Convert the records below into a two-column CSV with the headers "prompt" and "boxes", one row per record. Put each record's text and its answer each in a single quoted field with line breaks replaced by spaces, and leave the pictures out.
--- DATA FOR THIS EXERCISE ---
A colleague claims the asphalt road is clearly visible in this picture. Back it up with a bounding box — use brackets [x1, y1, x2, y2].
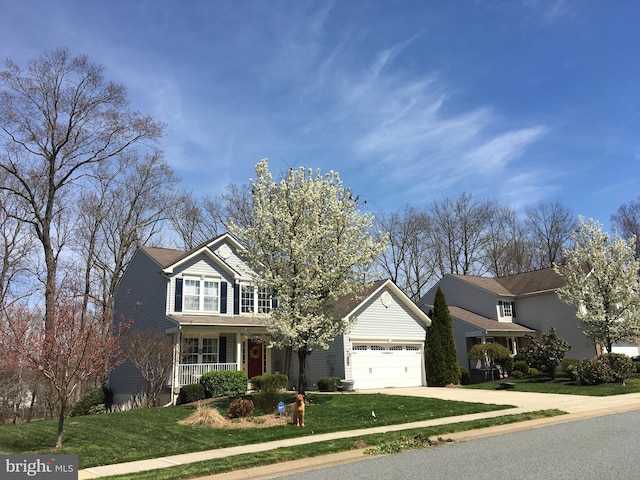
[278, 411, 640, 480]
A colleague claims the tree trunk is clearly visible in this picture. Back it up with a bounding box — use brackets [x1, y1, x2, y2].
[56, 398, 67, 448]
[298, 347, 311, 393]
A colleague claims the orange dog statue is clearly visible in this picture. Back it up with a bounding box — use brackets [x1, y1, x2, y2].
[293, 393, 304, 427]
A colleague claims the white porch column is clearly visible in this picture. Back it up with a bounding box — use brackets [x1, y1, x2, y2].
[171, 327, 182, 404]
[236, 332, 242, 371]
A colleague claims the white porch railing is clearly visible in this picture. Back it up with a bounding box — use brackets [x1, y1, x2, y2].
[178, 362, 238, 385]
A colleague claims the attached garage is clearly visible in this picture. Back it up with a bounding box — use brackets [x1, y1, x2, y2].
[351, 343, 423, 389]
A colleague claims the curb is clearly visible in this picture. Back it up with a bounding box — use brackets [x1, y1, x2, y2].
[194, 404, 640, 480]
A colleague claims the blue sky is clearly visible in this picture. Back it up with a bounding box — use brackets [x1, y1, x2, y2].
[0, 0, 640, 227]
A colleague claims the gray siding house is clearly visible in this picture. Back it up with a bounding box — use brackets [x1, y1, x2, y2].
[418, 268, 624, 370]
[110, 234, 431, 403]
---
PROBLEM SOLUTION:
prompt,boxes
"A colleague claims the asphalt road is clearly visible in this picture. Back it up with a bounding box — use brackets [x1, y1, x2, y2].","[278, 411, 640, 480]"
"A colleague claims the tree trunk is clearly visible in this picture. Back it up with a bounding box — use brackets [x1, y1, x2, y2].","[56, 398, 67, 448] [298, 347, 311, 393]"
"A colleague claims the orange dog statue is clearly visible in this picture. Back it up with a bounding box — use brackets [x1, y1, x2, y2].","[293, 393, 304, 427]"
"A colleague claims the white porch column is clearly visible in this picture. Back it up with a bounding box — use brackets [x1, y1, x2, y2].","[171, 327, 182, 404] [236, 332, 242, 371]"
"A colleague claims the white porch railing is clearly visible in this picture. Back it up with a bounding box — use brackets [x1, y1, x2, y2].","[178, 362, 238, 385]"
"A colleague claims the attached garage is clearly visible in this picture. Back it up with a bounding box — use brackets [x1, y1, x2, y2].","[351, 343, 423, 389]"
"A colleague claims the curb is clearly visible in this picture. Back it up with a bounding box — use brackets [x1, y1, x2, y2].","[194, 404, 640, 480]"
"A colleague claims the blue sky is clearly visible in this picture. Back it up with a bounding box — use brackets [x1, y1, x2, y2].","[0, 0, 640, 227]"
"A colleague claims the gray siding house is clearly visible in this picture. Back it up with a bounding box — use brackets [x1, y1, x2, y2].","[418, 268, 624, 370] [110, 234, 431, 403]"